» **AIM OF THE EXERCISE**:
Convert every row below into a two-column CSV with the header instruction,coordinates. Give one CSV line per row, pairing its text with its answer in a double-quoted field each, and replace any line breaks inside a field with spaces.

Dataset records
-- Begin --

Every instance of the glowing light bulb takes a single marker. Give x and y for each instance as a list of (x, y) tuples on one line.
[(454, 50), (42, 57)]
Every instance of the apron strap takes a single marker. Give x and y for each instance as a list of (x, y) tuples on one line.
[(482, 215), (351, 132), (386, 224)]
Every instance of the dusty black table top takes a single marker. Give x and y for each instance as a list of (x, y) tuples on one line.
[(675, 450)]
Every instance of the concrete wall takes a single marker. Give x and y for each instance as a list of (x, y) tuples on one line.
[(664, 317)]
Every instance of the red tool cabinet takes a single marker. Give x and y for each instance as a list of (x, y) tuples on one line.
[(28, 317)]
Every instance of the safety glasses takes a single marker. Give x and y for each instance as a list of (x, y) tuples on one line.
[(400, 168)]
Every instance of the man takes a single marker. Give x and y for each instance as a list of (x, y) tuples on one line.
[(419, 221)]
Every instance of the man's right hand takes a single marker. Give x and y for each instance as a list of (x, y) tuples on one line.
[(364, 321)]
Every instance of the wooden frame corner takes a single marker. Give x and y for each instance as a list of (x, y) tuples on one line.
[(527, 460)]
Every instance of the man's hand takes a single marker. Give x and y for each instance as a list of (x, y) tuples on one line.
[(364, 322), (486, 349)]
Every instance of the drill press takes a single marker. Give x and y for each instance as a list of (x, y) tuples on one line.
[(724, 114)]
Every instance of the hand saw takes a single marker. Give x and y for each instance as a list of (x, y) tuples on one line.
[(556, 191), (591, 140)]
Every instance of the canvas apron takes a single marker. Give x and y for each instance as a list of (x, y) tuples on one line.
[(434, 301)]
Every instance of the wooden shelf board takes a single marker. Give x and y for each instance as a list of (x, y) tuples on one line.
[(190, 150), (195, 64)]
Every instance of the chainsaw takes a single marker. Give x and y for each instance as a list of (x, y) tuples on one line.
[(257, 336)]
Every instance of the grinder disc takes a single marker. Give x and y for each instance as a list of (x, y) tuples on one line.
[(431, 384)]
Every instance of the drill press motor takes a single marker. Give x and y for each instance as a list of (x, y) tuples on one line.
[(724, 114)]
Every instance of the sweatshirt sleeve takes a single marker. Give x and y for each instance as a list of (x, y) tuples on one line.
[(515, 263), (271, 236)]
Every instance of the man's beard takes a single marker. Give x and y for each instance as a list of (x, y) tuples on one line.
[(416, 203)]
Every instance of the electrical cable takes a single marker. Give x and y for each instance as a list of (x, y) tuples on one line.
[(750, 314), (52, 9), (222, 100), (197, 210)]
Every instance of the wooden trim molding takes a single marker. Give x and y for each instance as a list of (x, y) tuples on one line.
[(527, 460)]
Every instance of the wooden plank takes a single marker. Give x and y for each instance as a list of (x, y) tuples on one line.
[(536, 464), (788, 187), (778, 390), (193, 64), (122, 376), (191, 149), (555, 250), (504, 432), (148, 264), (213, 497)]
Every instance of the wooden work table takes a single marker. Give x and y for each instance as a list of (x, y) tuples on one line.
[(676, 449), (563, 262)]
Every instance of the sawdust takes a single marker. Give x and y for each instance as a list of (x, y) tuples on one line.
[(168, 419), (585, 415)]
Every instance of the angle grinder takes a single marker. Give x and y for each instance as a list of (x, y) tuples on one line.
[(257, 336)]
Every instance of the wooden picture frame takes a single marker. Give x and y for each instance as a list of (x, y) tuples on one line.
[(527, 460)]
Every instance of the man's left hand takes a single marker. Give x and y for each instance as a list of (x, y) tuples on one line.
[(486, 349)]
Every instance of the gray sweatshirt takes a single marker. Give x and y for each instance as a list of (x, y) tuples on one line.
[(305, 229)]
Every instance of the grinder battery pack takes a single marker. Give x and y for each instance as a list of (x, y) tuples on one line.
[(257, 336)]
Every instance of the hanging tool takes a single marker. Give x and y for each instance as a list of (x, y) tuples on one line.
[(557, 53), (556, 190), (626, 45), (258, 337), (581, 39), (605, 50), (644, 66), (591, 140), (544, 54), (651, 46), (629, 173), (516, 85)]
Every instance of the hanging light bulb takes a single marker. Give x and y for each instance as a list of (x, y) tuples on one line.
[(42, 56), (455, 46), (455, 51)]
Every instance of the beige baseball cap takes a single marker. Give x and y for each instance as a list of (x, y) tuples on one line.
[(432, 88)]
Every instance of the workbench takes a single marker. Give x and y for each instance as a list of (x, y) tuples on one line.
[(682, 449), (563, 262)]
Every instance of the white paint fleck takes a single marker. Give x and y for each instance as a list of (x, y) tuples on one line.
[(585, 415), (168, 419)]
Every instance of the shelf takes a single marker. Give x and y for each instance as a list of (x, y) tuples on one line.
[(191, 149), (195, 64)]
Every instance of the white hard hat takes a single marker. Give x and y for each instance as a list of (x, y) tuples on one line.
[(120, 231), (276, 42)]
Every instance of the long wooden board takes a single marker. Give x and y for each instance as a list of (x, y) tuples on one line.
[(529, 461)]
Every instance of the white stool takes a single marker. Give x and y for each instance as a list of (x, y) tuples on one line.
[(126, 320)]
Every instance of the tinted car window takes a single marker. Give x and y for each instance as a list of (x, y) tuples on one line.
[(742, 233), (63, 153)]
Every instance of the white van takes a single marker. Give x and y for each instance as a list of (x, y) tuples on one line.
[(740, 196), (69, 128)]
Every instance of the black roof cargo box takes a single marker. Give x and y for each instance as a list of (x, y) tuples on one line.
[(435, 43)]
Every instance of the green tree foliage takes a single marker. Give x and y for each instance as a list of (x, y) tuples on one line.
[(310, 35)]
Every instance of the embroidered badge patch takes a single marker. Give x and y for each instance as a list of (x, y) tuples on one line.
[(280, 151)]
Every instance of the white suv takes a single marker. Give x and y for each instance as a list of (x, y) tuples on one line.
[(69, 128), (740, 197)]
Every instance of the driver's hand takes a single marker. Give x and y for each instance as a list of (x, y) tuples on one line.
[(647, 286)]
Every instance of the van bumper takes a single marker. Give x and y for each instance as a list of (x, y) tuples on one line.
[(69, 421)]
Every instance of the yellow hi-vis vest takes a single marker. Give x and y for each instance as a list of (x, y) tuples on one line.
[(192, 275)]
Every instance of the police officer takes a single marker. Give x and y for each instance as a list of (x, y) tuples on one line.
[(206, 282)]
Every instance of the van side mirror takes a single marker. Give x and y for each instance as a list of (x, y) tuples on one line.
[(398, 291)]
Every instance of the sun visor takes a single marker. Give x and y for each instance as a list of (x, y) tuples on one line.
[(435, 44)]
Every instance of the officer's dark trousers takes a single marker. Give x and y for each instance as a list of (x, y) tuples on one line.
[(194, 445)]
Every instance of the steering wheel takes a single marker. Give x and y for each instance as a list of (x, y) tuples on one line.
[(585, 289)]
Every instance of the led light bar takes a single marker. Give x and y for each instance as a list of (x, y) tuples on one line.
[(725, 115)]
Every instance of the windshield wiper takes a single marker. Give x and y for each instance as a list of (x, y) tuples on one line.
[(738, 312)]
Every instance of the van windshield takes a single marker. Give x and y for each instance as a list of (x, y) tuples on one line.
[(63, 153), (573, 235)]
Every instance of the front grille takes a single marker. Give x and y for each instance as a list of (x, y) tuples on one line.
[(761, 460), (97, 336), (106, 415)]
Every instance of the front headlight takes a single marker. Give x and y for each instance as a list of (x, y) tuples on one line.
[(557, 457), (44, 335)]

-- End --

» **COMPLETED TASK**:
instruction,coordinates
"Every instance of the glowing light bulb takes a single marker. Give x and y for each instance as a list of (x, y) tuples on one line.","[(454, 50), (42, 57)]"
"Every instance of the apron strap takes a single marker. Give x and y for each instance as a list of (x, y) tuples on one line.","[(482, 215), (351, 132), (386, 224)]"
"Every instance of the dusty black table top takes a single marker. Give x and y for each instance as a list of (x, y) tuples on one line.","[(675, 450)]"
"Every instance of the concrete wall takes a single marker. Give x and y for each instance as a list of (x, y) tuples on one line.","[(664, 317)]"
"Every instance of the red tool cabinet takes a single marker. Give x and y for each instance as a list of (x, y) tuples on one line.","[(28, 317)]"
"Every instance of the safety glasses takes a single marker. Give x and y for each instance as a list of (x, y) tuples on one line.","[(400, 168)]"
"Every instance of the man takes a single marker. Give x and y for each instance as a list of (x, y) tuples on one line.","[(419, 221)]"
"Every instance of the man's right hand takes a single marker. Give x and y for each instance as a list of (x, y) tuples on one line.","[(364, 321)]"
"Every instance of the wooden frame corner takes a single marker. Give x and y for each instance as a list of (x, y) tuples on one line.","[(527, 460)]"
"Every instance of the man's hand takes a single marker. Give x and y for each instance as a list of (x, y) tuples on one line.","[(364, 322), (486, 349)]"
"Every instance of the drill press takes a single marker. Give x and y for each instance as a list of (x, y) tuples on one line.","[(724, 114)]"
"Every instance of the hand saw takes a single marker. Give x and y for each instance as a list of (x, y) tuples on one line.","[(556, 191), (591, 140)]"
"Every instance of the canvas apron takes a single marker. Give x and y for each instance as a list of (x, y) tuples on one line.","[(434, 301)]"
"Every instance of the wooden shelf board takes a single marker. Give x and y for each instance as a list of (x, y) tuples on one line.","[(190, 150), (195, 64)]"
"Every instance of the chainsaw takes a single marker. Give x and y for each instance as a list of (x, y) tuples on one line.","[(257, 336)]"
"Every instance of the grinder disc takes a single marker. Give x and y for each instance as a list of (x, y) tuples on one line.","[(431, 384)]"
"Every instance of the drill press motor takes a single marker. Give x and y for each instance as a list of (x, y) tuples on one line.","[(724, 114)]"
"Every instance of the sweatshirt sleeve takes a single marker. Give x and y for each instance as a list of (x, y) tuples on one line.","[(515, 263), (271, 236)]"
"Every instance of the man's beard takes a single marker. Give x and y for each instance as a list of (x, y) tuples on one line.","[(416, 203)]"
"Every instance of the electrical cable takes a single marker. Give x and y for each instance as a list of (x, y) tuples on one line.","[(750, 314), (52, 9), (222, 100), (197, 210)]"
"Every instance of the wooden trim molding takes a single marker. Give x and y for each instance as a list of (x, y) tuples on one line.","[(527, 460)]"
"Every instance of the wooden plank takes a single marker. Give x and y for each instance as a list of (x, y) tuples on one line.","[(536, 464), (788, 187), (778, 390), (193, 64), (122, 376), (191, 149), (555, 250), (504, 432), (148, 264), (213, 497)]"
"Every instance of the wooden work table takes a single marker. Give x and y for each instance as a list of (x, y) tuples on one line.","[(676, 449), (563, 262)]"
"Every instance of the sawdust takes a single marker. Give x and y for each instance as a list of (x, y) tuples on one line.","[(168, 419), (585, 415)]"
"Every instance of the angle grinder takes a single marker. Give x and y for each instance as a list of (x, y) tuples on one line.","[(257, 336)]"
"Every instance of the wooden picture frame takes a single marker. Give x and y for each instance as a list of (x, y) tuples on one line.","[(527, 460)]"
"Every instance of the man's left hand takes a single marker. Give x and y for each instance as a list of (x, y) tuples on one line.","[(486, 349)]"
"Every instance of the gray sweatshirt takes a single marker. Give x and y for each instance as a list of (x, y) tuples on one line.","[(305, 229)]"
"Every instance of the grinder battery pack takes a single marker. Give x and y for each instance as a list of (x, y) tuples on one line.","[(257, 336)]"
"Every instance of the hanging tool takes a single marker. Give x and y for each instance as a list of (x, y) tuples on one line.","[(557, 53), (556, 190), (626, 45), (258, 337), (581, 39), (605, 50), (644, 66), (591, 140), (544, 54), (651, 46), (629, 173), (516, 85)]"
"Every instance of the hanging light bulb takes a single marker. Give x and y for each instance as a list of (x, y) tuples on one line.","[(42, 56), (455, 46), (455, 51)]"
"Every instance of the beige baseball cap takes a single marker. Give x and y for each instance as a list of (x, y) tuples on one line.","[(432, 88)]"
"Every instance of the workbench takes a single marker. Give x and y for each instance as a list of (x, y) tuples on one line.","[(682, 449), (563, 262)]"
"Every instance of the white paint fleck takes a single marker. Give x and y for each instance as a list of (x, y) tuples on one line.","[(585, 415), (168, 419)]"
"Every instance of the shelf takes a single marker. Give x and y for each instance as a list of (x, y) tuples on one line.","[(191, 149), (195, 64)]"
"Every instance of the white hard hat takes a single marker. Give x and y for each instance as a list of (x, y) tuples on one line.","[(120, 231), (276, 42)]"
"Every instance of the long wooden board takes a single marker. Give x and y for each instance as a list of (x, y) tuples on one line.","[(529, 461)]"
"Every instance of the white stool takes a single marker. Give x and y for each instance as a list of (x, y) tuples on one line.","[(126, 320)]"
"Every instance of the tinted car window takes a single marker. Give x and y for each instance as a list of (x, y) tuples on one line.","[(742, 233), (63, 153)]"
"Every instance of the white van takes a single marker. Give x and y for each instance as a list of (x, y) tuples on one line.","[(740, 196), (69, 128)]"
"Every instance of the black roof cargo box takes a single marker. Give x and y for each instance as a list of (x, y) tuples on one line.","[(435, 43)]"
"Every instance of the green tree foliage takes a single marker. Give x and y for each instance as a list of (x, y) tuples on one line.","[(310, 35)]"
"Every instance of the embroidered badge patch takes a single marker. Give x and y for each instance as a list of (x, y) tuples on one line.","[(280, 151)]"
"Every instance of the white suv takes a single marker. Give x and y for each instance as a list of (x, y) tuples on one line.","[(69, 128), (740, 197)]"
"Every instance of the driver's hand takes a single marker. Give x and y for each instance as a list of (x, y) tuples on one line.","[(647, 286)]"
"Every instance of the van bumper takes a single marker. Give x and y for each instance as a list of (x, y) tuples on one line.","[(69, 421)]"
"Every instance of the yellow hi-vis vest takes a single marker. Give x and y for each instance as a list of (x, y) tuples on one line.","[(192, 275)]"
"Every instance of the police officer takes a single marker. Give x and y for each instance as a list of (x, y) tuples on one line.","[(206, 282)]"
"Every instance of the van side mirror takes a single marker. Give x and y for each instance as a list of (x, y) tuples on one line.","[(398, 291)]"
"Every instance of the sun visor takes a single marker. Give x and y for each instance as a list of (x, y) tuples on one line.","[(435, 44)]"
"Every instance of the officer's dark trousers takes a single marker. Give x and y for each instance as a list of (x, y) tuples on one line.","[(194, 445)]"
"Every instance of the steering wheel takes a single marker. Give x and y for each instance as a list of (x, y) tuples on one line.","[(585, 289)]"
"Every instance of the led light bar takes a single marker. Give x and y for each instance as a list of (x, y) tuples on one line.","[(725, 115)]"
"Every instance of the windshield wiper takes a single marker. Give x and y for each instance as a list of (x, y) tuples on one line.","[(738, 312)]"
"Every instance of the van windshield takes a single marker. Give x and y for each instance as a list of (x, y) tuples on one line.","[(63, 153), (573, 235)]"
"Every instance of the front grille takes a single marker. Give x and y for each instance as a list of (x, y) tuples on one line.","[(761, 460), (97, 336), (106, 415)]"
"Every instance of the front headlight takes a single marker. Give x and y for each instance as a list of (x, y) tuples on one line.","[(557, 457), (44, 335)]"